Static concreteness ratings are widely used in NLP, yet a word's concreteness can shift with context, especially in figurative language such as metaphor, where common concrete nouns can take abstract interpretations. While such shifts are evident from context, it remains unclear how LLMs understand concreteness internally. We conduct a layer-wise and geometric analysis of LLM hidden representations across four model families, examining how models distinguish literal vs figurative uses of the same noun and how concreteness is organized in representation space. We find that LLMs separate literal and figurative usage in early layers, and that mid-to-late layers compress concreteness into a one-dimensional direction that is consistent across models. Finally, we show that this geometric structure is practically useful: a single concreteness direction supports efficient figurative-language classification and enables training-free steering of generation toward more literal or more figurative rewrites.

Editorial analysis

A structured set of objections, weighed in public.

Desk editor's note, referee report, simulated authors' rebuttal, and a circularity audit. Tearing a paper down is the easy half of reading it; the pith above is the substance, this is the friction.

Desk Editor's Note private letter to a colleague

The paper finds a consistent 1D concreteness direction in mid-to-late LLM layers for literal versus figurative noun uses, and shows it supports simple classification and steering, but the evidence that this is a general model property rather than a stimulus artifact remains thin.

read the letter

The core observation is that several LLMs develop a single linear direction tied to concreteness in their hidden states once they reach mid-to-late layers, and that direction separates literal from figurative uses of the same nouns while also allowing training-free steering of generation. The cross-model consistency and the downstream uses are the parts that stand out most clearly from the abstract and the described experiments.

Referee Report

2 major / 2 minor

Summary. The manuscript conducts a layer-wise geometric analysis of LLM hidden representations to examine how models encode concreteness in literal versus figurative uses of the same nouns. Across four model families, it reports that early layers separate literal and figurative usages while mid-to-late layers compress concreteness into a consistent one-dimensional direction; this direction is then shown to support training-free figurative-language classification and steering of generation toward more literal or figurative outputs.

Significance. If the geometric claims hold after controls, the work advances interpretability by identifying a compressed, cross-model axis for a context-dependent semantic property. The practical demonstrations of classification and steering add applied value, and the consistency finding (if not reducible to stimulus artifacts) would be a useful benchmark for representation geometry studies.

major comments (2)

[§4.2] §4.2 (Cross-model consistency analysis): the reported one-dimensional concreteness direction and its alignment across models may be driven by co-occurrence statistics in the paired literal/figurative noun stimuli rather than an internal model property. Because the same nouns appear in both conditions, any systematic difference in training-data contexts (syntactic frames, collocates, or sentiment) can induce a spurious linear direction; without ablations on unmatched nouns, frequency-matched controls, or out-of-distribution items, the generality claim is not yet load-bearing.

Stored data
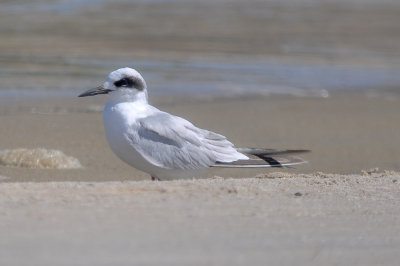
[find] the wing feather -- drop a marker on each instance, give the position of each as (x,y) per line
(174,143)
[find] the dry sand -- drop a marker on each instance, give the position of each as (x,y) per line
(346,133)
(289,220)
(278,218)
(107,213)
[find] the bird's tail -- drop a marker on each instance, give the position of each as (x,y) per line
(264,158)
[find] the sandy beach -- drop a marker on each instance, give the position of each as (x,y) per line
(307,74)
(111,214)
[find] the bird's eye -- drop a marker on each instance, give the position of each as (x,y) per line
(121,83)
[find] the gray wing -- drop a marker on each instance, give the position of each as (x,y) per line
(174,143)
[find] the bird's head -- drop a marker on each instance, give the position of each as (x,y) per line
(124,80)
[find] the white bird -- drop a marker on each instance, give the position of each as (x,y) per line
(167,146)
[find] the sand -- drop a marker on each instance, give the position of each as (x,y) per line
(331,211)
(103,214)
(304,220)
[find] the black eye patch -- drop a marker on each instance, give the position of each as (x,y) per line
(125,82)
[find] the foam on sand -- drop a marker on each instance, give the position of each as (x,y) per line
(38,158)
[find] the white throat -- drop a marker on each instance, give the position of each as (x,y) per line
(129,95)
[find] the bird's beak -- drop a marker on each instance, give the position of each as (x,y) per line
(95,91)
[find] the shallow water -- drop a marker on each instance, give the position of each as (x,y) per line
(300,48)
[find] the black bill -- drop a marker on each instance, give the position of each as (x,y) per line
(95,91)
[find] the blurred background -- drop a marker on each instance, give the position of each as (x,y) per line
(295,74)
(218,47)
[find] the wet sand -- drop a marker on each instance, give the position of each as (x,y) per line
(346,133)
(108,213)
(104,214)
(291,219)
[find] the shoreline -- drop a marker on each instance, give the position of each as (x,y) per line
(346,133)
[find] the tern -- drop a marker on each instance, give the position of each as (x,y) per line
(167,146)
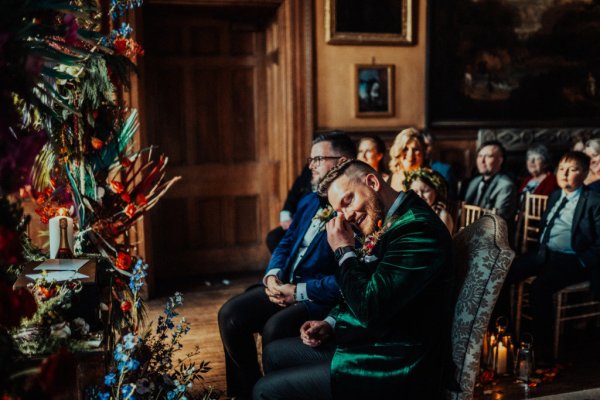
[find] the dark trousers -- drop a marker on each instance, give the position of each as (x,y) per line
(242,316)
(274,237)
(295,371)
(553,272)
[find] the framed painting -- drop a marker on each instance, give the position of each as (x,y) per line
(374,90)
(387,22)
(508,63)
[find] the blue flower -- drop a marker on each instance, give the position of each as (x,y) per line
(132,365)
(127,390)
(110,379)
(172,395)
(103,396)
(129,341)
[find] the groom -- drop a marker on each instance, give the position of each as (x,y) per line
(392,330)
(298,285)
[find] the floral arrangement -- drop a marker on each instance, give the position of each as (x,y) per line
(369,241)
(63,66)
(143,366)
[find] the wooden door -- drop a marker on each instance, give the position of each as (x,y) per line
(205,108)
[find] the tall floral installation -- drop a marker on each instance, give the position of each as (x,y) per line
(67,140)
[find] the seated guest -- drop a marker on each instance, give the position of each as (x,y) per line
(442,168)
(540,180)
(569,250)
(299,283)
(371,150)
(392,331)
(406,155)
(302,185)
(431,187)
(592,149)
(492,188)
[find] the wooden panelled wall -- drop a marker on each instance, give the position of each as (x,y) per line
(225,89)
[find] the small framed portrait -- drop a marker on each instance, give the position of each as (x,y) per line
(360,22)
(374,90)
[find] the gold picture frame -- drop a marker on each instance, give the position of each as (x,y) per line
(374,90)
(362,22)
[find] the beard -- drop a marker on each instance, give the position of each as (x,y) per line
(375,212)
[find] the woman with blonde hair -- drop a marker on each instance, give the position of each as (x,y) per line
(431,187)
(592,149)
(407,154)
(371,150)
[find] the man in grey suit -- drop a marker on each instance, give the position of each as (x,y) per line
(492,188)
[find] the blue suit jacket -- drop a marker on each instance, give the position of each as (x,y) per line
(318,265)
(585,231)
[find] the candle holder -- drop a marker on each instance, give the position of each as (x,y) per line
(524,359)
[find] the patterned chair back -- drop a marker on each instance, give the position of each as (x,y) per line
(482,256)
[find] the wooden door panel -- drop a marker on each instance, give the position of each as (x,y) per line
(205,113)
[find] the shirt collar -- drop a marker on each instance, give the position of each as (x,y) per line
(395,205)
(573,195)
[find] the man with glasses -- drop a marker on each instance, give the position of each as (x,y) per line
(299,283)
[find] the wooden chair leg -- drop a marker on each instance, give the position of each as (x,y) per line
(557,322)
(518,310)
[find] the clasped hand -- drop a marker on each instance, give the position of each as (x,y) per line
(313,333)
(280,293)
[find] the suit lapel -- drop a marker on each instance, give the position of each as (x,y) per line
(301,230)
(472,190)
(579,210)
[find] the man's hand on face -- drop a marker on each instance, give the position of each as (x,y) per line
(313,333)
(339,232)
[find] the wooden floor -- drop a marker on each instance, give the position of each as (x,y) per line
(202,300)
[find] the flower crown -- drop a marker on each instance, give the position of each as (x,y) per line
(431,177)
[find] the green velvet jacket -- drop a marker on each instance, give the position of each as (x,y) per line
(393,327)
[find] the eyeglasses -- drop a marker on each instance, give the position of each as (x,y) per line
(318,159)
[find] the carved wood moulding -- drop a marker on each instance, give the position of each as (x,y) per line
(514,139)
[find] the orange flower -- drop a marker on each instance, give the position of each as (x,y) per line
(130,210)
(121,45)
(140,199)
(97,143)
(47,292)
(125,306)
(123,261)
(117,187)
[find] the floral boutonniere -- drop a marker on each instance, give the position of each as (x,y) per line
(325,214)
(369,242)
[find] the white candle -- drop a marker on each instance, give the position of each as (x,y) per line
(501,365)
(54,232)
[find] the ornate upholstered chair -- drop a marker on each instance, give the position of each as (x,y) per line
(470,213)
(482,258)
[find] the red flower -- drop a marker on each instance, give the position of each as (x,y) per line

▶ [Assigned task A]:
The LLM concreteness text names the parts that make up its editorial analysis. List each of those parts.
▶ [Assigned task B]:
Pick up the LLM concreteness text after its final sentence and keep writing.

▶ [Exercise answer A]:
Desk editor's note, referee report, simulated authors' rebuttal, circularity audit

▶ [Exercise answer B]:
[§3.3] §3.3 (Stimulus and direction extraction): the method for extracting the concreteness direction (difference vectors, linear probes, or PCA) is not shown to be invariant to the specific choice of figurative contexts. The central compression claim requires evidence that the direction remains stable when the literal/figurative contrast is decorrelated from lexical identity; the current paired design leaves this open.

minor comments (2)

[Abstract] The abstract would be strengthened by reporting at least one key quantitative result (e.g., classification accuracy or steering success rate with error bars) rather than qualitative descriptions alone.
[Figures] Figure captions for the layer-wise plots should explicitly state the number of stimuli, models, and the precise metric used to measure 'consistency' of the direction (e.g., cosine similarity threshold or alignment score).

Simulated Author's Rebuttal

2 responses · 0 unresolved

We thank the referee for the constructive feedback, which raises valid points about potential stimulus confounds in our geometric analysis. We address each major comment below and commit to revisions that strengthen the claims without overstating current evidence.

read point-by-point responses

Referee: [§4.2] §4.2 (Cross-model consistency analysis): the reported one-dimensional concreteness direction and its alignment across models may be driven by co-occurrence statistics in the paired literal/figurative noun stimuli rather than an internal model property. Because the same nouns appear in both conditions, any systematic difference in training-data contexts (syntactic frames, collocates, or sentiment) can induce a spurious linear direction; without ablations on unmatched nouns, frequency-matched controls, or out-of-distribution items, the generality claim is not yet load-bearing.

Authors: We agree that the paired-noun design, while controlling for lexical identity, permits possible co-occurrence confounds. The paired approach was selected to isolate context-driven concreteness shifts for identical nouns, following standard practices in figurative-language studies. Cross-model alignment of the direction offers partial support against pure artifacts, as training-data differences across families make identical spurious directions unlikely. To directly test this, we will add ablations using unmatched nouns (frequency- and concreteness-matched but unpaired) and out-of-distribution items, reporting whether the 1D direction and its cross-model consistency persist. These controls will be included in the revised manuscript. revision: yes
Referee: [§3.3] §3.3 (Stimulus and direction extraction): the method for extracting the concreteness direction (difference vectors, linear probes, or PCA) is not shown to be invariant to the specific choice of figurative contexts. The central compression claim requires evidence that the direction remains stable when the literal/figurative contrast is decorrelated from lexical identity; the current paired design leaves this open.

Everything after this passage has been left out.